_GIVEN PROBLEM:_ List each line in the records below that contains the string "bucket". Only case-sensitive matches count.

Records for bounding box labeling:
## START
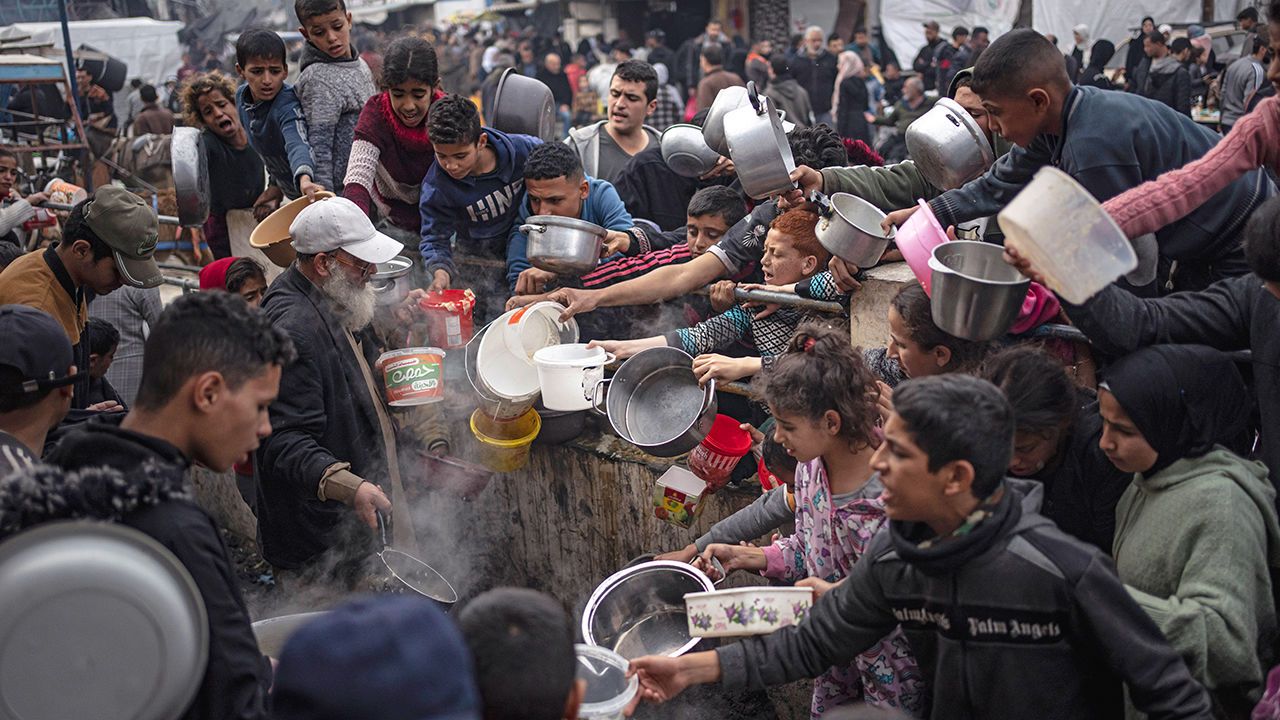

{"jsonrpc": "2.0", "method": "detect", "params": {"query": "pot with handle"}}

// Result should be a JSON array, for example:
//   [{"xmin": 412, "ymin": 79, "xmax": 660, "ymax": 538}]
[
  {"xmin": 724, "ymin": 82, "xmax": 796, "ymax": 200},
  {"xmin": 594, "ymin": 347, "xmax": 717, "ymax": 457}
]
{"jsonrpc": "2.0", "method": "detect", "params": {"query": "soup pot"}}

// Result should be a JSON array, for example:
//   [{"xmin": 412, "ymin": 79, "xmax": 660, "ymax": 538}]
[{"xmin": 520, "ymin": 215, "xmax": 605, "ymax": 275}]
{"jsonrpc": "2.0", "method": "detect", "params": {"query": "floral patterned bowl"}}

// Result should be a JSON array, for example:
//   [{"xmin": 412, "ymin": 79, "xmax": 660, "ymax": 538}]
[{"xmin": 685, "ymin": 587, "xmax": 813, "ymax": 638}]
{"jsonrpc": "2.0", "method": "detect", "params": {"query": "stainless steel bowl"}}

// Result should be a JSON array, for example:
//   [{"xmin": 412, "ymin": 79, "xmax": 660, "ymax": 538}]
[
  {"xmin": 520, "ymin": 215, "xmax": 605, "ymax": 275},
  {"xmin": 582, "ymin": 560, "xmax": 716, "ymax": 660},
  {"xmin": 929, "ymin": 240, "xmax": 1030, "ymax": 341},
  {"xmin": 369, "ymin": 255, "xmax": 413, "ymax": 305},
  {"xmin": 485, "ymin": 68, "xmax": 557, "ymax": 142},
  {"xmin": 906, "ymin": 97, "xmax": 996, "ymax": 190},
  {"xmin": 813, "ymin": 192, "xmax": 897, "ymax": 268},
  {"xmin": 662, "ymin": 123, "xmax": 721, "ymax": 178}
]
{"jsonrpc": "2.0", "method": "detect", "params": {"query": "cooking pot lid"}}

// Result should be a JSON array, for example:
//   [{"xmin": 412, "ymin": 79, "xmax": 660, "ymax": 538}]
[{"xmin": 0, "ymin": 521, "xmax": 209, "ymax": 720}]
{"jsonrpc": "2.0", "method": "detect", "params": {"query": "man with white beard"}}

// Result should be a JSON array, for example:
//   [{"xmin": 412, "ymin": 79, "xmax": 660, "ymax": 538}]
[{"xmin": 256, "ymin": 197, "xmax": 403, "ymax": 588}]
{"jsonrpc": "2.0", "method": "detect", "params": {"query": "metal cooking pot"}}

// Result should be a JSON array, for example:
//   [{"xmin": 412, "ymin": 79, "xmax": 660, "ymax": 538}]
[
  {"xmin": 660, "ymin": 123, "xmax": 721, "ymax": 178},
  {"xmin": 485, "ymin": 68, "xmax": 558, "ymax": 142},
  {"xmin": 929, "ymin": 240, "xmax": 1030, "ymax": 341},
  {"xmin": 810, "ymin": 191, "xmax": 897, "ymax": 268},
  {"xmin": 369, "ymin": 255, "xmax": 413, "ymax": 305},
  {"xmin": 169, "ymin": 127, "xmax": 210, "ymax": 227},
  {"xmin": 520, "ymin": 215, "xmax": 605, "ymax": 275},
  {"xmin": 582, "ymin": 560, "xmax": 716, "ymax": 660},
  {"xmin": 595, "ymin": 347, "xmax": 717, "ymax": 457},
  {"xmin": 906, "ymin": 97, "xmax": 996, "ymax": 190},
  {"xmin": 724, "ymin": 82, "xmax": 796, "ymax": 200},
  {"xmin": 0, "ymin": 520, "xmax": 209, "ymax": 720}
]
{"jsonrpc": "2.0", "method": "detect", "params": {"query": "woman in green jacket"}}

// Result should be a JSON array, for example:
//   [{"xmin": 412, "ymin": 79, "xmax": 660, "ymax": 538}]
[{"xmin": 1098, "ymin": 345, "xmax": 1280, "ymax": 717}]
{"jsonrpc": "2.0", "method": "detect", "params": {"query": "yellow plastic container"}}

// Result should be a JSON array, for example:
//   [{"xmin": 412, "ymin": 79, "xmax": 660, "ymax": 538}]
[{"xmin": 471, "ymin": 409, "xmax": 543, "ymax": 473}]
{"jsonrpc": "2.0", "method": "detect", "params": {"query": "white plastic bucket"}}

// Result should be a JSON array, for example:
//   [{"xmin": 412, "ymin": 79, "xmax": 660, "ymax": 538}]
[{"xmin": 534, "ymin": 342, "xmax": 613, "ymax": 410}]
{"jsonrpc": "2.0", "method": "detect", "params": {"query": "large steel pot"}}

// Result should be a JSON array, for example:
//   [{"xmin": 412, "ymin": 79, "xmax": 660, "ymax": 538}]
[
  {"xmin": 369, "ymin": 255, "xmax": 413, "ymax": 306},
  {"xmin": 169, "ymin": 127, "xmax": 210, "ymax": 227},
  {"xmin": 596, "ymin": 347, "xmax": 717, "ymax": 457},
  {"xmin": 660, "ymin": 123, "xmax": 721, "ymax": 178},
  {"xmin": 724, "ymin": 82, "xmax": 796, "ymax": 200},
  {"xmin": 0, "ymin": 520, "xmax": 209, "ymax": 720},
  {"xmin": 929, "ymin": 240, "xmax": 1030, "ymax": 341},
  {"xmin": 906, "ymin": 97, "xmax": 996, "ymax": 190},
  {"xmin": 812, "ymin": 192, "xmax": 897, "ymax": 268},
  {"xmin": 485, "ymin": 68, "xmax": 557, "ymax": 142},
  {"xmin": 520, "ymin": 215, "xmax": 605, "ymax": 275},
  {"xmin": 582, "ymin": 560, "xmax": 716, "ymax": 660}
]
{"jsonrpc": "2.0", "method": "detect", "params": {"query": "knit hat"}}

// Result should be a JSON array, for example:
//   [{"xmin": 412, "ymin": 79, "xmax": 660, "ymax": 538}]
[{"xmin": 273, "ymin": 596, "xmax": 480, "ymax": 720}]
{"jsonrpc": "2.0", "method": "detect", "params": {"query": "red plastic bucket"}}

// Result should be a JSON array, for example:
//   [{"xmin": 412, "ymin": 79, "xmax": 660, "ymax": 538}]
[
  {"xmin": 689, "ymin": 415, "xmax": 751, "ymax": 492},
  {"xmin": 417, "ymin": 290, "xmax": 476, "ymax": 350}
]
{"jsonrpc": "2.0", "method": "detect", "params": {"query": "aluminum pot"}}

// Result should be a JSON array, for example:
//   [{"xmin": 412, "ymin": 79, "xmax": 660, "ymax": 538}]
[
  {"xmin": 169, "ymin": 127, "xmax": 210, "ymax": 227},
  {"xmin": 906, "ymin": 97, "xmax": 996, "ymax": 190},
  {"xmin": 703, "ymin": 85, "xmax": 746, "ymax": 156},
  {"xmin": 929, "ymin": 240, "xmax": 1030, "ymax": 341},
  {"xmin": 520, "ymin": 215, "xmax": 605, "ymax": 275},
  {"xmin": 660, "ymin": 123, "xmax": 721, "ymax": 178},
  {"xmin": 485, "ymin": 68, "xmax": 558, "ymax": 142},
  {"xmin": 595, "ymin": 347, "xmax": 717, "ymax": 457},
  {"xmin": 582, "ymin": 560, "xmax": 716, "ymax": 660},
  {"xmin": 369, "ymin": 255, "xmax": 413, "ymax": 305},
  {"xmin": 810, "ymin": 192, "xmax": 897, "ymax": 268},
  {"xmin": 724, "ymin": 82, "xmax": 796, "ymax": 200}
]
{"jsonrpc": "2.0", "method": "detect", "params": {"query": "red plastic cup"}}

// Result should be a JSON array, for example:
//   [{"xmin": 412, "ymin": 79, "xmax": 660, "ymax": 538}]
[{"xmin": 689, "ymin": 415, "xmax": 751, "ymax": 493}]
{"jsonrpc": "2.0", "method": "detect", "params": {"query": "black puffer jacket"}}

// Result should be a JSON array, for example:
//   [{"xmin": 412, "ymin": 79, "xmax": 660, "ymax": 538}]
[{"xmin": 21, "ymin": 421, "xmax": 271, "ymax": 720}]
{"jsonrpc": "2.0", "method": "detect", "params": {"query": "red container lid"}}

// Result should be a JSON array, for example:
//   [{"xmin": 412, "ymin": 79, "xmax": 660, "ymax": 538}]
[{"xmin": 703, "ymin": 415, "xmax": 751, "ymax": 457}]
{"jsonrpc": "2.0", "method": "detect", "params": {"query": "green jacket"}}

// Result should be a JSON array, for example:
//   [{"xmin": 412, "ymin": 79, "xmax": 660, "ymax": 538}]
[{"xmin": 1114, "ymin": 447, "xmax": 1280, "ymax": 715}]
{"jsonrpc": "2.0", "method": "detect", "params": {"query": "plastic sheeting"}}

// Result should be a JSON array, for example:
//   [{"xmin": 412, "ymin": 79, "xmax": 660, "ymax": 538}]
[{"xmin": 881, "ymin": 0, "xmax": 1018, "ymax": 70}]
## END
_RESPONSE:_
{"jsonrpc": "2.0", "method": "detect", "params": {"query": "white plastic bucket"}}
{"jsonrpc": "2.0", "method": "detect", "params": {"query": "red plastic bucket"}}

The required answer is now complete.